■ ABOUT THIS EXERCISE: Say how many of the lines below contain the word "blue"; nothing else belongs in the answer.

Annotated photo localization data:
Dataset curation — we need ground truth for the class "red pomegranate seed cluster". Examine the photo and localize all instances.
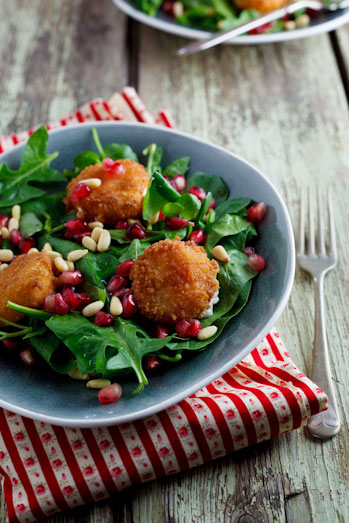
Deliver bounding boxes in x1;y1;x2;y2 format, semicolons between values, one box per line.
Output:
188;186;207;201
175;319;201;338
169;175;186;192
64;219;91;243
116;259;134;278
164;217;194;230
115;219;129;230
106;262;138;319
126;223;146;240
0;214;9;228
71;182;91;202
102;158;126;177
244;201;268;270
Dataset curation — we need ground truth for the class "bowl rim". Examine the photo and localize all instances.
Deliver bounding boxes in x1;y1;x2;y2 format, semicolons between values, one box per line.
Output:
0;121;295;427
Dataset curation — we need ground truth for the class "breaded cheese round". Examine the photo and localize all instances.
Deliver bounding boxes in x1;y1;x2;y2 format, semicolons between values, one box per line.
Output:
233;0;284;12
0;252;56;324
64;159;149;225
130;238;219;324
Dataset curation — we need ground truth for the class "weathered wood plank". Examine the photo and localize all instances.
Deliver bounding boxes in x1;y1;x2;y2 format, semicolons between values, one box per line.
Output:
336;25;349;88
0;0;128;136
137;28;349;523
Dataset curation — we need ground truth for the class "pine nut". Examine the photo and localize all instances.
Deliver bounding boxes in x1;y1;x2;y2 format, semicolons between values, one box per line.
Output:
46;250;62;259
128;219;142;225
67;249;88;262
91;226;103;242
0;264;8;272
82;236;97;252
197;325;218;341
173;1;184;17
295;13;310;28
54;257;69;272
11;205;21;221
8;218;18;232
43;242;53;252
68;369;90;380
88;221;104;229
82;300;104;317
212;245;230;263
86;379;111;389
284;20;296;31
27;248;39;254
83;178;102;189
148;212;160;225
0;249;14;262
1;227;9;239
66;260;75;270
97;229;111;252
110;296;123;316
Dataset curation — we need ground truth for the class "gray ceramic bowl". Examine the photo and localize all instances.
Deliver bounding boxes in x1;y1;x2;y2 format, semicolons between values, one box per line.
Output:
0;122;295;427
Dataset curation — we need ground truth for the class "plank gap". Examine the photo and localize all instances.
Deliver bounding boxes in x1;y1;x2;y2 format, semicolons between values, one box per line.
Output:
126;19;140;89
329;31;349;107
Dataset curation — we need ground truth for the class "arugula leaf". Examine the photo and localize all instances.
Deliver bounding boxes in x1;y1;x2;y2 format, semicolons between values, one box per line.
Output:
163;156;190;178
0;126;65;208
118;239;151;262
215;197;251;220
186;172;229;206
19;212;44;237
206;214;253;251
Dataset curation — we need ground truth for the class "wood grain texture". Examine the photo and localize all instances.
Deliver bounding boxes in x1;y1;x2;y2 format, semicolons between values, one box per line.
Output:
336;25;349;96
0;1;349;522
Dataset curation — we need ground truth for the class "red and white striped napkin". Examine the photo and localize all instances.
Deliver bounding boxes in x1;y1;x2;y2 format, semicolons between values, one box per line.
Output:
0;88;327;523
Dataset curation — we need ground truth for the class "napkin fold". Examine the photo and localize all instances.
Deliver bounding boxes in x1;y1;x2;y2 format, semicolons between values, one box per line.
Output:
0;89;327;523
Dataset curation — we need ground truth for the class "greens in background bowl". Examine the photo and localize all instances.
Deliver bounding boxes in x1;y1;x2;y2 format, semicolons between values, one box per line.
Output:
0;122;294;427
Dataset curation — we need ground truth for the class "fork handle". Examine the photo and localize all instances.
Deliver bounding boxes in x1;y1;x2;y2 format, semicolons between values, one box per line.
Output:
307;274;340;438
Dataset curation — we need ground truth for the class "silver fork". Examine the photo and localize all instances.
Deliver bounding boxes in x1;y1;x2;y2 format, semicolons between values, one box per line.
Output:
297;188;340;438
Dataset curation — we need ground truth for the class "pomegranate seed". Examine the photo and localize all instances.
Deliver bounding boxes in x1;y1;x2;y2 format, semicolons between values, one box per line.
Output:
248;253;266;271
3;339;18;350
244;246;256;257
155;324;172;339
158;210;165;221
189;229;206;245
71;183;91;202
247;202;267;223
208;197;216;210
77;293;92;310
143;356;162;371
170;175;186;192
103;158;126;177
20;348;35;366
116;259;134;278
164;217;194;230
19;237;36;254
10;229;23;247
0;215;9;228
94;311;115;327
121;294;137;318
161;0;175;15
72;231;91;243
115;219;129;230
55;293;69;315
126;223;146;240
62;287;84;311
188;186;207;201
248;22;274;34
107;275;127;293
61;271;84;285
175;319;201;338
65;219;89;233
44;294;57;313
98;383;122;404
114;287;132;299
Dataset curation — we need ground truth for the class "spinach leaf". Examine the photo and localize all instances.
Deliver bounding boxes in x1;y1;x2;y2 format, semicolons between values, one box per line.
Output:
206;214;253;251
118;239;152;262
215;197;251;220
0;126;65;208
19;212;44;237
143;171;180;220
162;193;201;220
134;0;163;16
30;332;76;374
186;172;229;206
103;144;138;162
163;156;190;178
74;151;100;171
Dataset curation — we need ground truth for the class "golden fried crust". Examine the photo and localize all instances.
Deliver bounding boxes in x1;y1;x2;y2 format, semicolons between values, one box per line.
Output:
233;0;284;12
130;239;219;324
0;252;56;324
64;160;150;224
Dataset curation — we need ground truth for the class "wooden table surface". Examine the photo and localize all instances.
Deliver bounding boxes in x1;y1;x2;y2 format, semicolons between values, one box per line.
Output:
0;1;348;522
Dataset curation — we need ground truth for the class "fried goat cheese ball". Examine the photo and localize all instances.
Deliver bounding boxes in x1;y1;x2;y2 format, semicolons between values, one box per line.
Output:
0;252;56;324
129;238;219;324
64;159;149;225
233;0;284;12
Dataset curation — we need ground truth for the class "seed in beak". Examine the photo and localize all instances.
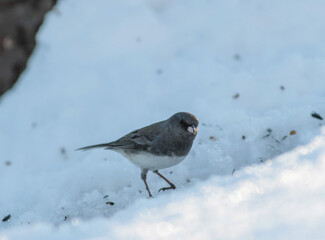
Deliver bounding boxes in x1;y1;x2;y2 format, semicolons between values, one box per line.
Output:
187;125;196;134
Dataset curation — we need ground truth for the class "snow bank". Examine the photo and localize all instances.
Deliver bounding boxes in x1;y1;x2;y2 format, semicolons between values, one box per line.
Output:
2;130;325;239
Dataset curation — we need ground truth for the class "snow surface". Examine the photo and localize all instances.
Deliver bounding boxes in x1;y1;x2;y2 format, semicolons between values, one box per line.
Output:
1;0;325;239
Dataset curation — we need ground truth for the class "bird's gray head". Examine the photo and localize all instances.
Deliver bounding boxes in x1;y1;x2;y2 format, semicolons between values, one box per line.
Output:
168;112;199;137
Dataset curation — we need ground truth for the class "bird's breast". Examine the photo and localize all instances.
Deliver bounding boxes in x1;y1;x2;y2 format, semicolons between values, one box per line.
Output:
123;152;186;171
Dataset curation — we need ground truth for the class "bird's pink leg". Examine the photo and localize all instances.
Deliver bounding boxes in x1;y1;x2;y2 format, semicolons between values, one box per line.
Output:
153;170;176;192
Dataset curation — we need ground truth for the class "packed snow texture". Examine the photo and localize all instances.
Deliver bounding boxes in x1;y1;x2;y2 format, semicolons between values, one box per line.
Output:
1;0;325;239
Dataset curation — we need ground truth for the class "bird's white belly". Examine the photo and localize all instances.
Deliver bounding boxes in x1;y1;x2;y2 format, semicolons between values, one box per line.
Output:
121;152;186;170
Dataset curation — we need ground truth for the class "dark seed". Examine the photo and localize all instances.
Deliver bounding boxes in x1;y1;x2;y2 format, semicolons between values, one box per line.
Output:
262;133;271;138
311;112;323;120
103;195;109;199
2;214;11;222
232;93;240;99
209;136;216;141
233;54;241;61
156;69;162;75
60;147;66;155
263;129;272;138
274;138;280;143
106;201;115;206
242;135;246;140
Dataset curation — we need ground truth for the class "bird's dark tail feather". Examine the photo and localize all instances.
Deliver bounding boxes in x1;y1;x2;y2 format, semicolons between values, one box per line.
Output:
76;143;110;151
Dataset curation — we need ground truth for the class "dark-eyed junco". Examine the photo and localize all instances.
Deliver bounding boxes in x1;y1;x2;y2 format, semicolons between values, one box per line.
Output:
78;112;199;197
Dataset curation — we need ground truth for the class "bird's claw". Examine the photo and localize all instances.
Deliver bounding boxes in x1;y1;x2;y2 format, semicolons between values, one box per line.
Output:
158;186;176;192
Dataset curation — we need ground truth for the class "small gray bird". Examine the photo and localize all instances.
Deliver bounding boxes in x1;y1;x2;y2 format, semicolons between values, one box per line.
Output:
78;112;199;197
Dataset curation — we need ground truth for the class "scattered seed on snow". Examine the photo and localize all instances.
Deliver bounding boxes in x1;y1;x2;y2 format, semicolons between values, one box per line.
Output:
2;214;11;222
311;112;323;120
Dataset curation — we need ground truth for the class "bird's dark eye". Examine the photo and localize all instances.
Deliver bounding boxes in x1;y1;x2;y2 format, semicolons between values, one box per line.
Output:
179;119;189;129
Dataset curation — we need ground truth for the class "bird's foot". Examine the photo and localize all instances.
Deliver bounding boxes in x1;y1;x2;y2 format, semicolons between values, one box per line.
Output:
158;185;176;192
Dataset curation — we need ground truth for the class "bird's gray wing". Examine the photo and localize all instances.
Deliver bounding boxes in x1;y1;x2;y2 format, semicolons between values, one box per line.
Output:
109;121;164;151
77;121;164;151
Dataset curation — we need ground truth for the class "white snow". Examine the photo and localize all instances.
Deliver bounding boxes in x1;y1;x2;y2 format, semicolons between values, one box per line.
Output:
1;0;325;239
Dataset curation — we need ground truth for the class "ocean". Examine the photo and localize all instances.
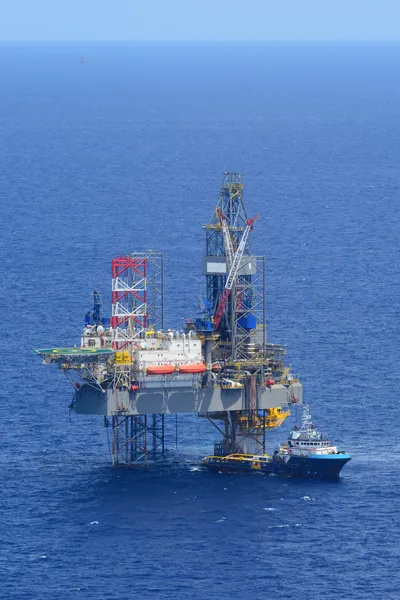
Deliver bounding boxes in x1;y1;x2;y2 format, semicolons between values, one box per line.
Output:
1;41;399;599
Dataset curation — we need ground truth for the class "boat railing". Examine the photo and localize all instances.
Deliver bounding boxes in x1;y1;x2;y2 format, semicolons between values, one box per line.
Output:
204;453;270;463
286;445;338;455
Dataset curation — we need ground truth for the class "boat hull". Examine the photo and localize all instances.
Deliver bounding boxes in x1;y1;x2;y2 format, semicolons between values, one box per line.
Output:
203;454;351;480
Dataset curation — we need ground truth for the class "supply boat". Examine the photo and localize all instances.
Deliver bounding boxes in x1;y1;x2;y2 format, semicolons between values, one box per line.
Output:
203;406;351;479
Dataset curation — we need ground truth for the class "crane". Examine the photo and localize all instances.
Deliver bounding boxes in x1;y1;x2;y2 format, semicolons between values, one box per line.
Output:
216;207;234;269
213;214;258;330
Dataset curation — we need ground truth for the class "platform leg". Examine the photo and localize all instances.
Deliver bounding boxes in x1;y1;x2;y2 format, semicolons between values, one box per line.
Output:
110;413;165;467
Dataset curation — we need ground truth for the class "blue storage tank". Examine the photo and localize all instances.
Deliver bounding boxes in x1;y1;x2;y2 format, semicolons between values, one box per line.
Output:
238;315;257;329
102;317;110;327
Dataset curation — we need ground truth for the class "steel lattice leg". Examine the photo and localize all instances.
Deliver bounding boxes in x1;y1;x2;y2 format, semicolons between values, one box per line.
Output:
110;414;165;467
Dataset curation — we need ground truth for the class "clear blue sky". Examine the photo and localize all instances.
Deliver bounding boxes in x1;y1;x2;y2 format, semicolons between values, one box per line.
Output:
1;0;399;41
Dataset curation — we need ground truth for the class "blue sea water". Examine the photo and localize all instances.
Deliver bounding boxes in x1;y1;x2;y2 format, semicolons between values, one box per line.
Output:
1;41;400;599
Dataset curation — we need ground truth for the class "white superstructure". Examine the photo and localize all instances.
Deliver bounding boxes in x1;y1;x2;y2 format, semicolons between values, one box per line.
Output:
133;332;203;370
279;405;339;457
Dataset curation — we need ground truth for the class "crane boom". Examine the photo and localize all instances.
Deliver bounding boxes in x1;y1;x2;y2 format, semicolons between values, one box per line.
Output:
213;214;258;330
216;208;234;269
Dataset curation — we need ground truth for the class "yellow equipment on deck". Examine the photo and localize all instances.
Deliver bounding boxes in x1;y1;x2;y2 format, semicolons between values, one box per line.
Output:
114;351;132;365
238;406;290;430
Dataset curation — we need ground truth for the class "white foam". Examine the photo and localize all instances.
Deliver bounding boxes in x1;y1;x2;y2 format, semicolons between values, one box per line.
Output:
89;521;99;525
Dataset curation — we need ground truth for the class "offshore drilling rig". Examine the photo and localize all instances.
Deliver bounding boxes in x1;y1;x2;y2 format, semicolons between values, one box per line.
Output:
35;173;302;466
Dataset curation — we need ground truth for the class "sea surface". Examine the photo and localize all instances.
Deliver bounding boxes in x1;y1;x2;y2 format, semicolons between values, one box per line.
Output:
1;42;400;600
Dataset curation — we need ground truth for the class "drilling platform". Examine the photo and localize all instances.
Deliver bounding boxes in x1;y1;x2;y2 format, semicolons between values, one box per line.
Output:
34;173;302;466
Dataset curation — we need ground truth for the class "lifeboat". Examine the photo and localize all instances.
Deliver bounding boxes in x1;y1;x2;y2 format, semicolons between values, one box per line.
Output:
146;365;175;375
178;363;206;374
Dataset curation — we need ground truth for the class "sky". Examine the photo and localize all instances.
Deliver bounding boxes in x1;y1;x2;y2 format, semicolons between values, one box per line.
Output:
1;0;400;42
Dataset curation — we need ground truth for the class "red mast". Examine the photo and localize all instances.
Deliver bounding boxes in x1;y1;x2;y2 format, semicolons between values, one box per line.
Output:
111;256;147;350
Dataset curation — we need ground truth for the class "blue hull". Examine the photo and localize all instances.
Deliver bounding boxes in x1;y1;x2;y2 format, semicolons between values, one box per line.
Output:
204;454;351;480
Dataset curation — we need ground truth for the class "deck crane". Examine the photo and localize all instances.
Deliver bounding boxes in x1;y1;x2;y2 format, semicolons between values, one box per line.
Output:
213;214;258;330
216;208;234;269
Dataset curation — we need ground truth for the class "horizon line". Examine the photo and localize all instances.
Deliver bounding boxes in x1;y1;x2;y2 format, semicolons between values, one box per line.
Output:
1;38;400;43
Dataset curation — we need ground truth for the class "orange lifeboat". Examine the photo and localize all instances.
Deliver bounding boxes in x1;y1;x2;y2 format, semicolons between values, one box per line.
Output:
178;363;206;374
146;365;175;375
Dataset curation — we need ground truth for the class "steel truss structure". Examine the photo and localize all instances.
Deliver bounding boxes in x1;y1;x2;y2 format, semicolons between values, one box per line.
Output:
109;252;166;466
206;410;268;456
109;413;165;467
131;251;164;332
231;254;266;362
111;251;164;389
204;173;266;362
111;252;164;349
111;256;148;350
34;349;113;394
205;174;249;337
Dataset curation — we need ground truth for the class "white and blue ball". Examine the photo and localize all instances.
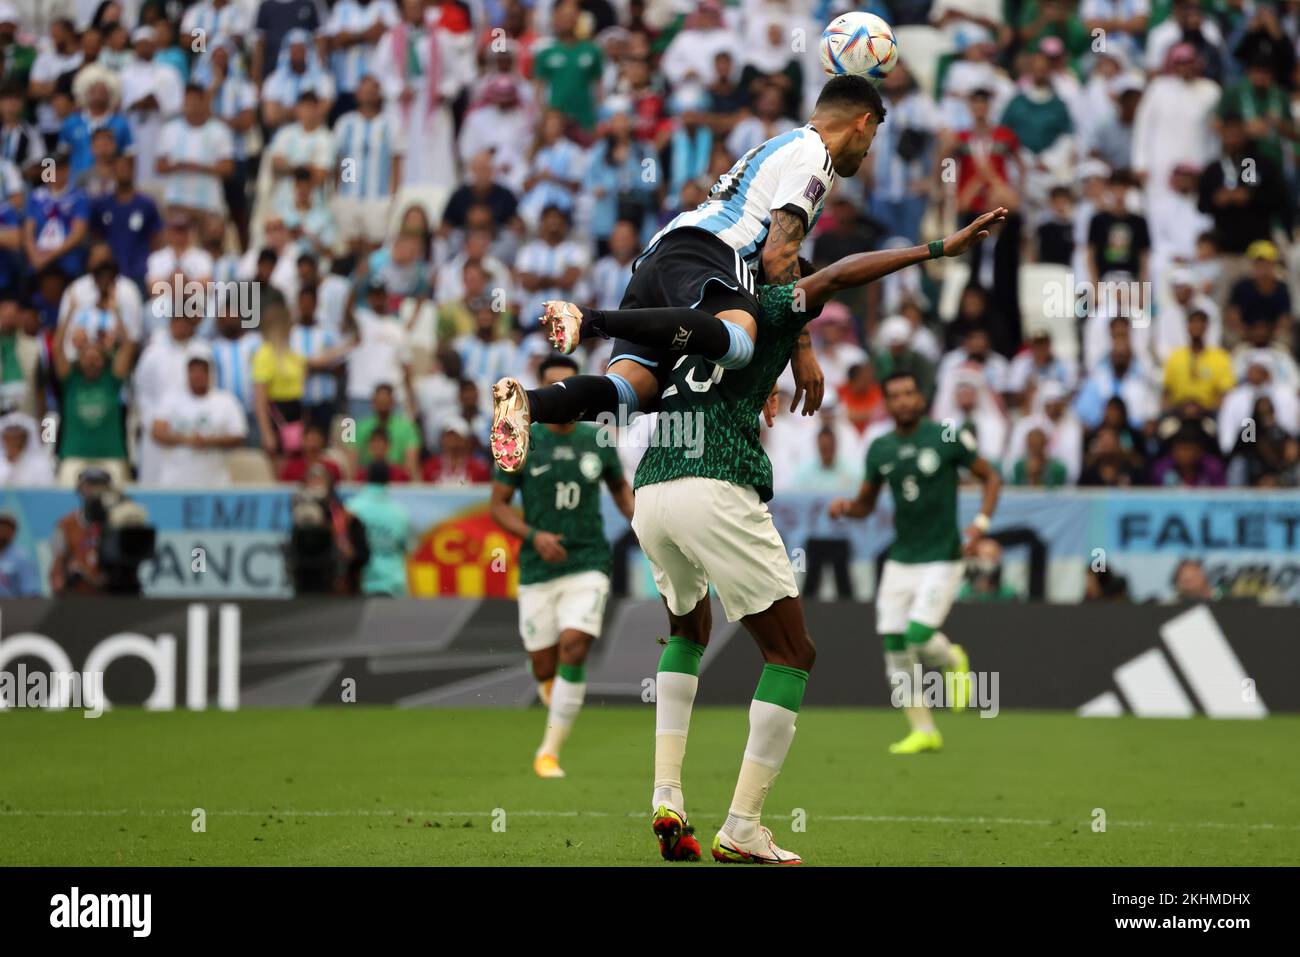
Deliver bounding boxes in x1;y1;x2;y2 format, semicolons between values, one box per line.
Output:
819;12;899;81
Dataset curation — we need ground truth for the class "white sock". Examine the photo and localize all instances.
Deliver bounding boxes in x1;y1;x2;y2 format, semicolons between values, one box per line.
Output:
886;649;936;733
723;699;798;841
919;631;959;671
538;675;585;758
652;671;698;812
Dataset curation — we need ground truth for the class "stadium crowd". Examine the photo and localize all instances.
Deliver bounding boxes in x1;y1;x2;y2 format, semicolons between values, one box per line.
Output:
0;0;1298;497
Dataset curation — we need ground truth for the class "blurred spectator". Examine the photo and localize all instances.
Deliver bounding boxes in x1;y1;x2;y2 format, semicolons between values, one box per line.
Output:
1007;380;1084;481
837;362;885;435
1085;565;1130;601
120;24;182;193
279;422;343;484
90;151;161;289
933;365;1009;464
0;411;53;485
333;73;403;257
1150;425;1226;487
421;416;491;485
958;536;1019;601
1162;308;1234;412
1075;317;1158;431
1035;184;1074;266
1218;350;1300;456
0;509;39;596
1006;325;1077;409
457;77;531;192
869;65;935;245
810;302;867;393
262;28;335;129
1134;42;1220;210
156;83;235;227
1227;395;1300;488
1008;425;1068;487
1226;241;1292;349
586;97;658;251
150;346;248;486
873;315;936;402
1154;265;1220;364
0;293;40;416
1197;114;1290;272
1171;558;1218;602
48;468;112;595
252;300;308;461
51;301;131;476
346;460;411;595
25;146;90;277
346;278;408;420
532;0;602;131
354;382;419;475
790;427;859;492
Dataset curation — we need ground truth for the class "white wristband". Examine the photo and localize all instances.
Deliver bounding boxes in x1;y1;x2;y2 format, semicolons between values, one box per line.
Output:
972;513;991;532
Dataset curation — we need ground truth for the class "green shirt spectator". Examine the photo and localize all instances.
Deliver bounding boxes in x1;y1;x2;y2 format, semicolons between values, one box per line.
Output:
1218;67;1292;169
1018;0;1091;64
52;316;132;463
532;9;604;130
1001;87;1073;155
1010;455;1068;487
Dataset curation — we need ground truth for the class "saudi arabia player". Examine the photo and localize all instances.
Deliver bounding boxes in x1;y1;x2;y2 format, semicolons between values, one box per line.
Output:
489;75;895;473
489;356;635;779
828;371;1003;754
540;210;1007;861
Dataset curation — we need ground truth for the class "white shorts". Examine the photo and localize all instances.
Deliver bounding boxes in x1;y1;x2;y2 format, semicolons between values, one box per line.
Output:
333;196;393;245
632;477;799;623
875;559;964;635
517;570;611;652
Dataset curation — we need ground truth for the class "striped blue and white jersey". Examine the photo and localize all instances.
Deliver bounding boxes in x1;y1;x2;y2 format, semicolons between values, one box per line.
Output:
157;117;235;213
644;125;835;271
325;0;399;94
181;1;252;50
871;92;938;202
514;238;591;331
291;323;342;405
210;332;263;410
589;255;633;310
208;74;259;161
68;305;115;342
455;334;521;394
334;110;403;200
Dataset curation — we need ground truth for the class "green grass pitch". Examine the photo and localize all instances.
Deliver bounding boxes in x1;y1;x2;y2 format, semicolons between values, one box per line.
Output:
1;708;1296;866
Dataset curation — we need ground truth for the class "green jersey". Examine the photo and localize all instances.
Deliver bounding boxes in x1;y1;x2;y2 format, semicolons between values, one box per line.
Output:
634;283;806;503
497;423;622;585
866;418;978;563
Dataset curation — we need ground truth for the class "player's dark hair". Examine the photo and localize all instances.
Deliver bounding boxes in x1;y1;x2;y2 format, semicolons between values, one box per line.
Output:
538;355;580;378
882;370;918;392
814;74;887;123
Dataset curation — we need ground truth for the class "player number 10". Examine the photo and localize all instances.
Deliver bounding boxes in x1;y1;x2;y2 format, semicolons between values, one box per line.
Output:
554;481;581;510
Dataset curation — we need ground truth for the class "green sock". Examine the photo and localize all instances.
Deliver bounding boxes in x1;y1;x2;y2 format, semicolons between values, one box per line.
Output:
904;621;937;646
557;661;586;683
882;632;906;652
657;636;705;676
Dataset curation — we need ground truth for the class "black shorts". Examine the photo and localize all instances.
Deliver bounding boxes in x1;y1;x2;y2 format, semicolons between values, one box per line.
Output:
610;227;761;390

■ RESULT BELOW: 6